Start of INFORMATION PROVIDED
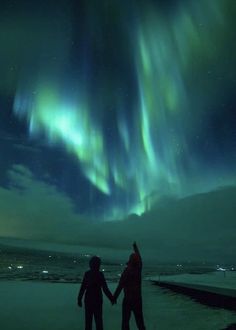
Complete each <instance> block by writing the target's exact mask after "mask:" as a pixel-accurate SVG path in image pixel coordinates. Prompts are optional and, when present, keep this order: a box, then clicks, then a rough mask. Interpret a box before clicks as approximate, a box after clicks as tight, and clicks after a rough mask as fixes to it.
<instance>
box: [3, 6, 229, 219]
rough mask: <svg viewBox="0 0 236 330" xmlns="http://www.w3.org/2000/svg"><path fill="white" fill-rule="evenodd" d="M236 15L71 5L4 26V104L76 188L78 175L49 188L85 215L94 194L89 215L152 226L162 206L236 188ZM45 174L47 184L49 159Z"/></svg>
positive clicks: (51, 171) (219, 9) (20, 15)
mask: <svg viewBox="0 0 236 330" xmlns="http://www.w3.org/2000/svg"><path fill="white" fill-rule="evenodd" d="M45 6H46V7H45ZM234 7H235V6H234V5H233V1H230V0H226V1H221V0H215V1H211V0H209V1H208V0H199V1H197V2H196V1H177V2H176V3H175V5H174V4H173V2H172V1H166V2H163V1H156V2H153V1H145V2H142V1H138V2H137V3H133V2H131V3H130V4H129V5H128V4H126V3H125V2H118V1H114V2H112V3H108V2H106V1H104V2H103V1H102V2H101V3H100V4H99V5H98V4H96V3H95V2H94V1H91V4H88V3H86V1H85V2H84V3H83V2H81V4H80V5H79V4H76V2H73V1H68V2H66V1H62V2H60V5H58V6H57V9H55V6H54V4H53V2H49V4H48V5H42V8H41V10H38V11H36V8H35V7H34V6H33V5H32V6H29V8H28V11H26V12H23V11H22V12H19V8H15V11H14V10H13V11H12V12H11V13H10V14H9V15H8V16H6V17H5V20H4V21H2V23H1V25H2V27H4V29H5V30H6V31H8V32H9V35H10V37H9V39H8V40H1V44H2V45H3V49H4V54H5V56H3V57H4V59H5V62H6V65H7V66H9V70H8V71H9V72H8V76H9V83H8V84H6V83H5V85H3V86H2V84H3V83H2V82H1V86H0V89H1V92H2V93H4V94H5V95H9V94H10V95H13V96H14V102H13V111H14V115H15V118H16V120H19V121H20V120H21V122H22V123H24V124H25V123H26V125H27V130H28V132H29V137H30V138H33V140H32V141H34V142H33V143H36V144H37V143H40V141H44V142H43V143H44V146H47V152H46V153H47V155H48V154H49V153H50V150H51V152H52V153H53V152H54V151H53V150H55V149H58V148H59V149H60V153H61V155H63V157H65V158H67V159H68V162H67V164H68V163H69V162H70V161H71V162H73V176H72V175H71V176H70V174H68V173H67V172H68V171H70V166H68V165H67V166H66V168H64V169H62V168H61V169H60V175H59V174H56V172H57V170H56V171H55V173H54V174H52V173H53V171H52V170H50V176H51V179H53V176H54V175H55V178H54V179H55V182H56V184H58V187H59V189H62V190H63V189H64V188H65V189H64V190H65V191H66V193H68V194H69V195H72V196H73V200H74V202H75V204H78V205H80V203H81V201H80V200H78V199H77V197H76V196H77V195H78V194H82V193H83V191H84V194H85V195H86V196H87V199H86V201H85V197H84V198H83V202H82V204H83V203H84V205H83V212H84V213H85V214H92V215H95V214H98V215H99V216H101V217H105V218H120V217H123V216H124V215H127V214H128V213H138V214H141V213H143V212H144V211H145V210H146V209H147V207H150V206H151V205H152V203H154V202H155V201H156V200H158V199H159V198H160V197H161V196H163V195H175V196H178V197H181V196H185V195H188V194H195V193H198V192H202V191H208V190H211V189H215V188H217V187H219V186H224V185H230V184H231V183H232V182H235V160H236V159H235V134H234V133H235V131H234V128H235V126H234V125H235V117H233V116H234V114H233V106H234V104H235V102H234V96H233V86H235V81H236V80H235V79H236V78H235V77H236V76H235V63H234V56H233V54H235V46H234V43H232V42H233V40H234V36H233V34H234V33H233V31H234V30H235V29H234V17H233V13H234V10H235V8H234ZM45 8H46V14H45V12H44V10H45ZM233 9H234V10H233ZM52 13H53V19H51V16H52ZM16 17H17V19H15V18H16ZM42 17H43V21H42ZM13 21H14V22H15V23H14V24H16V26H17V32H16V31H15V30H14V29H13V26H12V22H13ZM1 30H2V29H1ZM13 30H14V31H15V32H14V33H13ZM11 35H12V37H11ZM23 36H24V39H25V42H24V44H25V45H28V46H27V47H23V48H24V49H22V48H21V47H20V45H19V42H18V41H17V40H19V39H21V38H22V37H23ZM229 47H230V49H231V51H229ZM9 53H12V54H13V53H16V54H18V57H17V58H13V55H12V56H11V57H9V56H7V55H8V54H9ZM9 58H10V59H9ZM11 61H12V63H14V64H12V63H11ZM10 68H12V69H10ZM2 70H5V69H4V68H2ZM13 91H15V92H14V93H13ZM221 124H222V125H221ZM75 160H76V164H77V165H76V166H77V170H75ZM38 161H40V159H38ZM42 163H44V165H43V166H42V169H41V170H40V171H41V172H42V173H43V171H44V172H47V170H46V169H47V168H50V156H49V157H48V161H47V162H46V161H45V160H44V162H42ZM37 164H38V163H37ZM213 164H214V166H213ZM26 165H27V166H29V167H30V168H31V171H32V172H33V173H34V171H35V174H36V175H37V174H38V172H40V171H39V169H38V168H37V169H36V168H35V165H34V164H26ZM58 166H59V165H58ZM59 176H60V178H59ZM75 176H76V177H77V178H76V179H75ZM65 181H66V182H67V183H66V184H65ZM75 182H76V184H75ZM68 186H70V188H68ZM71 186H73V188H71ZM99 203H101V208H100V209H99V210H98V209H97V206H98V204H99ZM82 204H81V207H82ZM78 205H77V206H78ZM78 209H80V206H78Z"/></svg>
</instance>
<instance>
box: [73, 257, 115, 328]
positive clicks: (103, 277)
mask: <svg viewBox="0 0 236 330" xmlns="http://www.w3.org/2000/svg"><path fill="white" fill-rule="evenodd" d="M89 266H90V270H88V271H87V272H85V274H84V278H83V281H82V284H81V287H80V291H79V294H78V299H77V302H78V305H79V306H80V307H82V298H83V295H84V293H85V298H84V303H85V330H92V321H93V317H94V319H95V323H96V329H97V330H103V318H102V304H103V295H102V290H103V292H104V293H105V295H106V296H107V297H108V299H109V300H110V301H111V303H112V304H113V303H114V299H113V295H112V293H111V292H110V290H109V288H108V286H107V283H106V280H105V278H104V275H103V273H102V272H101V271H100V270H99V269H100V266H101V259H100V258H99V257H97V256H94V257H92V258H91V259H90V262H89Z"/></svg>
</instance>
End of INFORMATION PROVIDED
WHAT IS BEING ASKED>
Reproduce the listing above verbatim, omitting the pictures.

WRITTEN ANSWER>
Complete each <instance> block by writing the target's exact mask after "mask:" as a pixel-accurate SVG path in image pixel coordinates. Prompts are optional and, when present, keep this order: a box, then clicks, then a rough mask. Interpret a box before clicks as approximate, a box after clicks as tight, and clicks after a rough mask as fixes to it.
<instance>
box: [3, 6, 229, 219]
rough mask: <svg viewBox="0 0 236 330" xmlns="http://www.w3.org/2000/svg"><path fill="white" fill-rule="evenodd" d="M236 15L71 5L4 26V104L76 188L78 175L49 188L85 215L94 194L89 215L152 226L162 206L236 188ZM45 174L47 184L49 159Z"/></svg>
positive clicks: (51, 171) (219, 9) (20, 15)
mask: <svg viewBox="0 0 236 330" xmlns="http://www.w3.org/2000/svg"><path fill="white" fill-rule="evenodd" d="M45 6H46V7H45ZM234 7H235V6H234V5H233V1H230V0H226V1H221V0H215V1H211V0H209V1H208V0H199V1H197V2H196V1H177V2H176V3H175V5H174V4H173V2H172V1H166V2H163V1H156V2H153V1H145V2H142V1H138V2H137V3H133V2H131V3H130V4H129V5H128V4H126V3H125V2H118V1H114V2H112V3H108V2H106V1H104V2H103V1H102V2H101V3H100V4H99V5H98V4H96V3H95V2H94V1H91V4H88V3H86V1H85V2H84V3H83V2H81V4H80V5H79V4H76V2H73V1H68V2H66V1H62V2H60V5H58V6H57V9H55V6H54V4H53V2H49V4H48V5H42V8H41V10H38V11H36V8H35V7H34V6H33V5H32V6H29V8H28V11H26V12H23V11H22V12H19V8H15V11H14V10H13V11H12V12H11V13H10V14H9V15H8V16H6V17H5V20H4V21H2V23H1V25H2V27H4V29H5V30H6V31H8V32H9V35H10V37H9V39H8V40H1V44H2V45H3V49H4V54H5V56H3V57H4V59H5V62H6V65H7V66H9V70H8V71H9V72H8V76H9V83H8V84H6V83H5V85H3V86H2V84H3V83H2V82H1V86H0V89H1V92H2V93H4V94H5V95H9V94H10V95H13V96H14V102H13V111H14V115H15V118H16V120H19V121H20V120H21V122H22V123H24V124H25V123H26V125H27V130H28V132H29V137H30V138H33V140H32V141H34V142H33V143H36V144H37V143H40V141H44V142H43V143H44V146H47V152H46V153H47V155H48V154H49V153H50V150H51V152H52V153H53V152H54V151H53V150H55V149H58V148H59V149H60V153H61V155H63V157H65V158H67V159H68V162H67V164H68V163H69V162H70V161H71V162H73V176H72V175H71V176H70V174H68V173H67V172H68V171H70V166H68V165H67V166H66V168H64V169H62V168H61V169H60V175H59V174H56V172H57V170H56V171H55V173H54V174H52V173H53V171H52V170H50V176H51V179H53V176H54V175H55V178H54V179H55V182H56V184H58V187H59V189H62V190H63V189H64V188H65V189H64V190H65V191H66V193H68V194H69V195H72V196H73V200H74V202H75V204H78V205H80V203H81V201H80V200H78V199H77V197H76V196H77V195H78V194H82V193H83V191H84V194H85V195H86V196H87V199H86V201H85V197H84V198H83V202H82V204H83V203H84V205H83V212H84V213H85V214H92V215H95V214H98V215H99V216H101V217H105V218H120V217H123V216H124V215H127V214H128V213H138V214H141V213H143V212H144V211H145V210H146V209H147V207H150V206H151V205H152V203H154V202H155V201H156V200H158V199H159V198H160V197H161V196H163V195H175V196H178V197H181V196H185V195H188V194H195V193H198V192H202V191H208V190H211V189H215V188H217V187H219V186H224V185H230V184H231V183H232V182H235V160H236V159H235V134H234V133H235V131H234V128H235V126H234V125H235V117H233V116H234V114H233V106H234V104H235V102H234V96H233V86H235V81H236V80H235V79H236V78H235V77H236V76H235V63H234V56H233V54H235V46H234V43H232V42H233V40H234V36H233V34H234V33H233V31H234V30H235V29H234V17H233V13H234V10H235V8H234ZM45 8H46V14H45V12H44V10H45ZM233 9H234V10H233ZM52 13H53V19H51V16H52ZM16 17H17V19H15V18H16ZM42 17H43V21H42ZM13 21H14V22H15V23H14V24H16V26H17V32H16V31H15V30H14V29H13V26H12V22H13ZM1 30H2V29H1ZM13 30H14V31H15V32H14V33H13ZM11 35H12V37H11ZM23 36H24V39H25V42H24V44H25V45H28V46H27V47H23V48H24V49H22V48H21V47H20V45H19V42H18V41H17V40H19V39H21V38H22V37H23ZM229 47H230V49H231V51H229ZM9 53H12V54H13V53H16V54H18V57H17V58H13V55H12V56H11V57H9V56H7V55H8V54H9ZM9 58H10V59H9ZM11 61H12V63H14V64H12V63H11ZM10 68H12V69H10ZM2 70H5V69H4V68H2ZM13 91H15V92H14V93H13ZM221 124H222V125H221ZM75 160H76V164H77V165H76V166H77V170H75ZM38 161H40V159H38ZM42 163H44V165H43V166H42V169H41V170H40V171H41V172H42V173H43V171H44V172H47V170H46V169H47V168H50V156H49V157H48V161H47V162H46V161H45V160H44V162H42ZM37 164H38V163H37ZM213 164H214V166H213ZM26 165H27V166H29V167H30V168H31V171H32V172H33V173H34V171H35V174H36V175H37V174H38V172H40V171H39V169H38V168H37V169H36V168H35V165H34V164H26ZM58 166H59V165H58ZM59 176H60V178H59ZM75 176H76V177H77V178H76V179H75ZM65 181H66V182H67V183H66V184H65ZM75 182H76V184H75ZM68 186H70V188H68ZM71 186H73V188H71ZM99 203H101V208H100V209H99V210H98V209H97V206H98V204H99ZM82 204H81V207H82ZM78 205H77V206H78ZM78 209H80V206H78Z"/></svg>
</instance>
<instance>
box: [73, 257, 115, 328]
positive clicks: (103, 277)
mask: <svg viewBox="0 0 236 330" xmlns="http://www.w3.org/2000/svg"><path fill="white" fill-rule="evenodd" d="M89 266H90V270H88V271H87V272H85V274H84V278H83V281H82V284H81V287H80V291H79V294H78V299H77V302H78V305H79V306H80V307H82V298H83V295H84V293H85V298H84V303H85V330H92V321H93V317H94V319H95V323H96V329H97V330H103V318H102V304H103V295H102V290H103V292H104V293H105V295H106V296H107V297H108V299H109V300H110V301H111V303H112V304H113V303H114V299H113V295H112V293H111V292H110V290H109V288H108V286H107V283H106V280H105V278H104V275H103V273H102V272H101V271H100V270H99V269H100V266H101V259H100V258H99V257H97V256H94V257H92V258H91V259H90V262H89Z"/></svg>
</instance>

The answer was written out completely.